Start of Recorded data
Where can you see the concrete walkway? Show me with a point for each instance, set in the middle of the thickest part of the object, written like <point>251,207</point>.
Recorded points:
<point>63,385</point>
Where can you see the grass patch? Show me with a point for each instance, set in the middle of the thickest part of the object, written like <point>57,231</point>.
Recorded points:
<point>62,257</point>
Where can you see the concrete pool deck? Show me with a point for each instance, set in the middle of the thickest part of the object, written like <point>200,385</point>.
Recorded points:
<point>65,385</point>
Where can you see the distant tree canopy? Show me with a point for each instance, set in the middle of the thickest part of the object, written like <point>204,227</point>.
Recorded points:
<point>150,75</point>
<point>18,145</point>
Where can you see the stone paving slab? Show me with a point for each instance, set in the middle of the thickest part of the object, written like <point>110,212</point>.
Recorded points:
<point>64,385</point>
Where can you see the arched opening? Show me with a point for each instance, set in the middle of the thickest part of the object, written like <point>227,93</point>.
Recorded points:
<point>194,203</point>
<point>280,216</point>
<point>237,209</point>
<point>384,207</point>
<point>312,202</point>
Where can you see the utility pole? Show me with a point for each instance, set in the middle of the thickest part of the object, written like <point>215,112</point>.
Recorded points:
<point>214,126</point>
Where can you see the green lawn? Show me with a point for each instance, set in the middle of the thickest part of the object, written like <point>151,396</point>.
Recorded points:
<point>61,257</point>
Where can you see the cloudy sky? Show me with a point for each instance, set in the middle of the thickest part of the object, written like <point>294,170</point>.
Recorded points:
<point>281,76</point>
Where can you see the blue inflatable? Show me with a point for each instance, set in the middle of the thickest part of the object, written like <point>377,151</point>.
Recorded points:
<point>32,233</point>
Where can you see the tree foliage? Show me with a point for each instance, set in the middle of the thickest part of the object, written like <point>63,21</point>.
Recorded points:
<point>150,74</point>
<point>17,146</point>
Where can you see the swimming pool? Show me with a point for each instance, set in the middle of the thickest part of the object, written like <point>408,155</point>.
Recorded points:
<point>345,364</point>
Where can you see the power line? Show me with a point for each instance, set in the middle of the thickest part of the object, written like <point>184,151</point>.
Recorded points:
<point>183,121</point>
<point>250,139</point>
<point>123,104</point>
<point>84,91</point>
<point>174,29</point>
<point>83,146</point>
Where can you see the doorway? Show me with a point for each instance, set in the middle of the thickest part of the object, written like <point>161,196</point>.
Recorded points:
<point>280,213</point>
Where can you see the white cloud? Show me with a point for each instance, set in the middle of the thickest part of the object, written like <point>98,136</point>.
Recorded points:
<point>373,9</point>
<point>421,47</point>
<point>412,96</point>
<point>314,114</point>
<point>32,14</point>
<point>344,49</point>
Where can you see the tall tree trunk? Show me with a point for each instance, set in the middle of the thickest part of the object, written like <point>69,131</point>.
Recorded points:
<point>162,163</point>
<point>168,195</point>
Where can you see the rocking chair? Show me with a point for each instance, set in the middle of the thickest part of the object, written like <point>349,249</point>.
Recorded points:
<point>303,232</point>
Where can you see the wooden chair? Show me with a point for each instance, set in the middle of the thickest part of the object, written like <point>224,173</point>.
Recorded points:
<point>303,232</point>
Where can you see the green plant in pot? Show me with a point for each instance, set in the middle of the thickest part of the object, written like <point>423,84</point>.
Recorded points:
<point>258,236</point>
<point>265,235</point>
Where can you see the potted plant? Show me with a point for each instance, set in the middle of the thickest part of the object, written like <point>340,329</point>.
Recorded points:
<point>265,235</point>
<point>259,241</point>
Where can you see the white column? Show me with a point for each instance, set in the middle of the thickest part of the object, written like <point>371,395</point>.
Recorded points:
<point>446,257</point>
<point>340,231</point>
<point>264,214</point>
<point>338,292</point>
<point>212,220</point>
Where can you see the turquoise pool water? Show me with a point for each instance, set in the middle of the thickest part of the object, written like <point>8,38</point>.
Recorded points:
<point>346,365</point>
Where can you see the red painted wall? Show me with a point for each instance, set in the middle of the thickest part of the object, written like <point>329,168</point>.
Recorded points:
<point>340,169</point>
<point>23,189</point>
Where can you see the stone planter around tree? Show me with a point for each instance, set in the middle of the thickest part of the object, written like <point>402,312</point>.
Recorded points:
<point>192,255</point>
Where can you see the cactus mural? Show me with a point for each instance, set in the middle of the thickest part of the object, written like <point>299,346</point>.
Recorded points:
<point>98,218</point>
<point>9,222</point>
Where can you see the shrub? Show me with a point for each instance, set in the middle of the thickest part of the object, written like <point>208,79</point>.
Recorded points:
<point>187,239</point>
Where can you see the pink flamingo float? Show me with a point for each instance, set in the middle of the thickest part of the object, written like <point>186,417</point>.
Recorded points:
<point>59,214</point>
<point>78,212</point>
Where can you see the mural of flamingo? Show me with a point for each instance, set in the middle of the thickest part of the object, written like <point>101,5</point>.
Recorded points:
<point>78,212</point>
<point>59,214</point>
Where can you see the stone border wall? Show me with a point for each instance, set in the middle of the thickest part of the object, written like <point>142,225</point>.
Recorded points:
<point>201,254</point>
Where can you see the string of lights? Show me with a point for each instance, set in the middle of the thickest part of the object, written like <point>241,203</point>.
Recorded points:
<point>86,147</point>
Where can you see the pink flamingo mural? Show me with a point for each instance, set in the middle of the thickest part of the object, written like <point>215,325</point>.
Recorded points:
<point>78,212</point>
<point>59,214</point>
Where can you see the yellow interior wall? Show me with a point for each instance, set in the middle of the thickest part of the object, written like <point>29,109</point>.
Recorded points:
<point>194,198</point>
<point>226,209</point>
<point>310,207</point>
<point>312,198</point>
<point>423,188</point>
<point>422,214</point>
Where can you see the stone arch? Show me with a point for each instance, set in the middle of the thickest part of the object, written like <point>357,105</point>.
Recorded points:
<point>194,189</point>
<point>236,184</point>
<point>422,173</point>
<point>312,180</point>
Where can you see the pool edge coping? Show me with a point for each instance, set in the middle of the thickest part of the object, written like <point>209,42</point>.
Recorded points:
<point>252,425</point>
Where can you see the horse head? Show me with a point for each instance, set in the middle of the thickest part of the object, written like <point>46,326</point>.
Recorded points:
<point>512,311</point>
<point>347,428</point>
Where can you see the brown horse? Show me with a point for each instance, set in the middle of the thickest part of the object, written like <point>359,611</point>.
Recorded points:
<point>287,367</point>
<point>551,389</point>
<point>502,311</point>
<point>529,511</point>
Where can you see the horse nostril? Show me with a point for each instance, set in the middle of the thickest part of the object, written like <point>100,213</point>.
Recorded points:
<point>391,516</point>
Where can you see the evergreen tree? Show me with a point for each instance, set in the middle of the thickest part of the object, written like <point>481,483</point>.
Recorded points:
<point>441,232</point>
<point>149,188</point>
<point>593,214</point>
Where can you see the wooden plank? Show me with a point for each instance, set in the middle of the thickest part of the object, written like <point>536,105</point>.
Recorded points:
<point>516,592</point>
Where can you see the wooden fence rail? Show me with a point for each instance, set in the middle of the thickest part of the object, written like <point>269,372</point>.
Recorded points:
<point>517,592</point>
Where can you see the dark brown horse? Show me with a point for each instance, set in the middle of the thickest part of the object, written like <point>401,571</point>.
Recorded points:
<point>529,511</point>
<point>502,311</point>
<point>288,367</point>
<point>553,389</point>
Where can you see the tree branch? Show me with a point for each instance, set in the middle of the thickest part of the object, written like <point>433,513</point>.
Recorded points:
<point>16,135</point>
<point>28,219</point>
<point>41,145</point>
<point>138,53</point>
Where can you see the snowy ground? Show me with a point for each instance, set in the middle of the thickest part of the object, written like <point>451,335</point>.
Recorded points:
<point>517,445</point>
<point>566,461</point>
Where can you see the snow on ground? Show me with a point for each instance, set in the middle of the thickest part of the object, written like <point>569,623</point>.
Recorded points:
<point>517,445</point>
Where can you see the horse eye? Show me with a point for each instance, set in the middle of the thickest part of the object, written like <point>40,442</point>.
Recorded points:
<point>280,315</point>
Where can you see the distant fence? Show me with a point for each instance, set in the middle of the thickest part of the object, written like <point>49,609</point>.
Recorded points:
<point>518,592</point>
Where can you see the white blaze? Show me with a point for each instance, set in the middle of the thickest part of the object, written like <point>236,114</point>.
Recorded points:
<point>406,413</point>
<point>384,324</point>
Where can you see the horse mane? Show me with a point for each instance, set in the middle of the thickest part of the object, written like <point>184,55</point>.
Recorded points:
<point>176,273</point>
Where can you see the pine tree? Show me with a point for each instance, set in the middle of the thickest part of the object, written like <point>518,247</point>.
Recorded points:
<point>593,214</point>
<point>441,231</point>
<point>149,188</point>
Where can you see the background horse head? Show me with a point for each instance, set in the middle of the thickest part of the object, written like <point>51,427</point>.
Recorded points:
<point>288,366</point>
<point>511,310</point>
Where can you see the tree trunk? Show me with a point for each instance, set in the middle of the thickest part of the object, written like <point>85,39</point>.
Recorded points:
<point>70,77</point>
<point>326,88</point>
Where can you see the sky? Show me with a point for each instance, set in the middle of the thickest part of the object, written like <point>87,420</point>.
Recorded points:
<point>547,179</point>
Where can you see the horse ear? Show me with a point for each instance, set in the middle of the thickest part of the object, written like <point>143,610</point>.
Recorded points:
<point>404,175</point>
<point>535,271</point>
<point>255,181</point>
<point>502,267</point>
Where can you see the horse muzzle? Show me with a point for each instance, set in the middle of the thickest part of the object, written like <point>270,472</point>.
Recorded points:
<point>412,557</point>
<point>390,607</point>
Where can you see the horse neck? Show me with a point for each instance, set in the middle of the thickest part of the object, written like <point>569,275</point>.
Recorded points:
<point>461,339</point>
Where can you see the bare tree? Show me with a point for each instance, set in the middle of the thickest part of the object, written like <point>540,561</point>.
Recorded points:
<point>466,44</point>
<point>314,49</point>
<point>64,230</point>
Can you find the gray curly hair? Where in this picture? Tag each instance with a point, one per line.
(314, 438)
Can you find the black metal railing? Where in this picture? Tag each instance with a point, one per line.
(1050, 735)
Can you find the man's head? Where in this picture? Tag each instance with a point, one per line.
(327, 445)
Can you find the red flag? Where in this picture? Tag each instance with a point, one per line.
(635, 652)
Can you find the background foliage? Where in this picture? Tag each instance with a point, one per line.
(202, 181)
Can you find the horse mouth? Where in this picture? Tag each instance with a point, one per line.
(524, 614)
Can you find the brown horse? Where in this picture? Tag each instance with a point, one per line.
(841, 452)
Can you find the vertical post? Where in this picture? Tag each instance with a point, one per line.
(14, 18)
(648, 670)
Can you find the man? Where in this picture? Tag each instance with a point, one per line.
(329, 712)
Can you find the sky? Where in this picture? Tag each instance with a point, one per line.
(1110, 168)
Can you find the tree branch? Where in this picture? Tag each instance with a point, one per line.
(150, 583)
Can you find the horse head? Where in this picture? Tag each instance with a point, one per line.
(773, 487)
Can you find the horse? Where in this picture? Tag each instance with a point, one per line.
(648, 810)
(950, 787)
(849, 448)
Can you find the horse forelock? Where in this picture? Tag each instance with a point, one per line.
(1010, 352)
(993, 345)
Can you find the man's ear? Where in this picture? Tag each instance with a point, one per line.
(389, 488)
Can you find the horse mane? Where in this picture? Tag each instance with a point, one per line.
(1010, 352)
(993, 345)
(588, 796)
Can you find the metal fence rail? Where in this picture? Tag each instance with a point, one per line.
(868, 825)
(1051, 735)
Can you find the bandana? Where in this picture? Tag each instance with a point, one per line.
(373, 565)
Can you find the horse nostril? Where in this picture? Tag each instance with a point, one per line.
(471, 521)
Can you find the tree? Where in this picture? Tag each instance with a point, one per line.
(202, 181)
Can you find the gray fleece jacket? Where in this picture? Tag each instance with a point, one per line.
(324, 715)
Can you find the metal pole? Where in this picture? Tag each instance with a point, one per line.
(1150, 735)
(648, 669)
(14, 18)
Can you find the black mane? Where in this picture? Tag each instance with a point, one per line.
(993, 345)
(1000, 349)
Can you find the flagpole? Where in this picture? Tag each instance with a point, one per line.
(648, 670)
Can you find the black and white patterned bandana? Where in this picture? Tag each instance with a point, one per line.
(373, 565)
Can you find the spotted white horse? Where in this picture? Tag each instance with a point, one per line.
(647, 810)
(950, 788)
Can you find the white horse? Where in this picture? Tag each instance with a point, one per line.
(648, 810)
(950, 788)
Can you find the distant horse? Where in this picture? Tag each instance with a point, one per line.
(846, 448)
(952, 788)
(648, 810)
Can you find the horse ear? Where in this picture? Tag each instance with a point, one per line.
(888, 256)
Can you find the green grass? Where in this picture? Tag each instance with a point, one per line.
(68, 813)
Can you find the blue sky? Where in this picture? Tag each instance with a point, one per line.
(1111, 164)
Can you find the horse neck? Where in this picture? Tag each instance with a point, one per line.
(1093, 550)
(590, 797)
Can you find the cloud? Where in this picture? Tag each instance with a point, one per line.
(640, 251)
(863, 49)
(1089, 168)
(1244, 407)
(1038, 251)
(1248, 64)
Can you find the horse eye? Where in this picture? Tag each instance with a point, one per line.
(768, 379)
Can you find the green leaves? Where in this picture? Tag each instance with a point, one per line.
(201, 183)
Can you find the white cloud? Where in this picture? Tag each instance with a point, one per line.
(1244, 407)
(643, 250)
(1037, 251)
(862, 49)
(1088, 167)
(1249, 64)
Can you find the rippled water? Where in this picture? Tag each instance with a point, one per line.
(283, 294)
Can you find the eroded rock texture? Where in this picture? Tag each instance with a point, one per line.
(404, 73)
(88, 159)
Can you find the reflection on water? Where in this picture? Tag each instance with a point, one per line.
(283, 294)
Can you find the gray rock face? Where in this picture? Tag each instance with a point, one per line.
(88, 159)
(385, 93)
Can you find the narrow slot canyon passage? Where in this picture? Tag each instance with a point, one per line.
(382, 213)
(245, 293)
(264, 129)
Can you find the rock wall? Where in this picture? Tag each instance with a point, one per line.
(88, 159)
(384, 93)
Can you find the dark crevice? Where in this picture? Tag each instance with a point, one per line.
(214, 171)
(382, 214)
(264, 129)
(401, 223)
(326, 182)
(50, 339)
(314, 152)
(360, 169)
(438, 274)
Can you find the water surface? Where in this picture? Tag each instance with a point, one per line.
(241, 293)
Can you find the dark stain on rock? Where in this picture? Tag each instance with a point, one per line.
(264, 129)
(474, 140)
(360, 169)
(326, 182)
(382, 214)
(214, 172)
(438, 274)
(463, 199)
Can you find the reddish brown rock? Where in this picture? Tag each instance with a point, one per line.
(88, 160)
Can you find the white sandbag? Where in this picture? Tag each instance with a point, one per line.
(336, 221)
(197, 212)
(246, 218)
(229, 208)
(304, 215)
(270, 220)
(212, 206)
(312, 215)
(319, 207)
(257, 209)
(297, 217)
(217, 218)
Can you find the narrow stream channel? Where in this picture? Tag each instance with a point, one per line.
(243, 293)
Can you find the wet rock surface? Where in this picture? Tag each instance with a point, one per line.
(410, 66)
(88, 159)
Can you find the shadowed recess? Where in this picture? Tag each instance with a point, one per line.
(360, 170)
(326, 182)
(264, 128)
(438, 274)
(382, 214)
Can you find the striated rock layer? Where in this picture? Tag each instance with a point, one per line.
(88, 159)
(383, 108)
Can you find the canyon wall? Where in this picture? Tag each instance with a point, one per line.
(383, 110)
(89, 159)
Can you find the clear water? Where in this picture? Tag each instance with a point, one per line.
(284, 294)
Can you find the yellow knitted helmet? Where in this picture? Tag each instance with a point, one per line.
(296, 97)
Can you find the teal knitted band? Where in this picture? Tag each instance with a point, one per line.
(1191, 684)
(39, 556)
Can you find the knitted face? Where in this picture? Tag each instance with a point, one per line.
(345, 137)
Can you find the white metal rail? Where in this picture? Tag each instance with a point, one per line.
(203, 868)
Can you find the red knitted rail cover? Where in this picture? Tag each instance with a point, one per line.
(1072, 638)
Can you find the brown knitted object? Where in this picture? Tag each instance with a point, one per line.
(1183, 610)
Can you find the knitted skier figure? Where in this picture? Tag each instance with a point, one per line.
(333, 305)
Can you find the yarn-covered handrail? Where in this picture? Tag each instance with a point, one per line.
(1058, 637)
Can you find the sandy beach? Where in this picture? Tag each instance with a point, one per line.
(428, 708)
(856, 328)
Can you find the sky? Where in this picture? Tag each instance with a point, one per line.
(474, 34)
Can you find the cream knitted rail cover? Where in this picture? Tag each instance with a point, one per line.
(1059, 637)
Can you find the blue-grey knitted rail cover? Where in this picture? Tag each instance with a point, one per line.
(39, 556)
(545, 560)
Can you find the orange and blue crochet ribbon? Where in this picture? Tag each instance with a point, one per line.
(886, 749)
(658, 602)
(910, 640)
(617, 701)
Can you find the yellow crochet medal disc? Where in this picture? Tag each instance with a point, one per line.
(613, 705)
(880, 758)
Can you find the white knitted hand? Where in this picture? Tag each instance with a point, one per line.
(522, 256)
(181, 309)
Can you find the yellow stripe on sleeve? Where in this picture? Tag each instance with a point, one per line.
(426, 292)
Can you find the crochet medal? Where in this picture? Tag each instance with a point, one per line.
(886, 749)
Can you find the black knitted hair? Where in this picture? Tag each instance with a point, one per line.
End of Recorded data
### Exercise goal:
Print, unaltered, every line from the beginning of the material down to the line with "Where can you see the grass".

### Output for this task:
Where can you see the concrete walkway? Show me with a point for each instance, set in the middle of the thickest part of the object, written like <point>251,207</point>.
Recorded points:
<point>63,385</point>
Where can you see the grass patch? Show me with a point for each instance, set in the middle of the thickest part of the object, written like <point>57,231</point>.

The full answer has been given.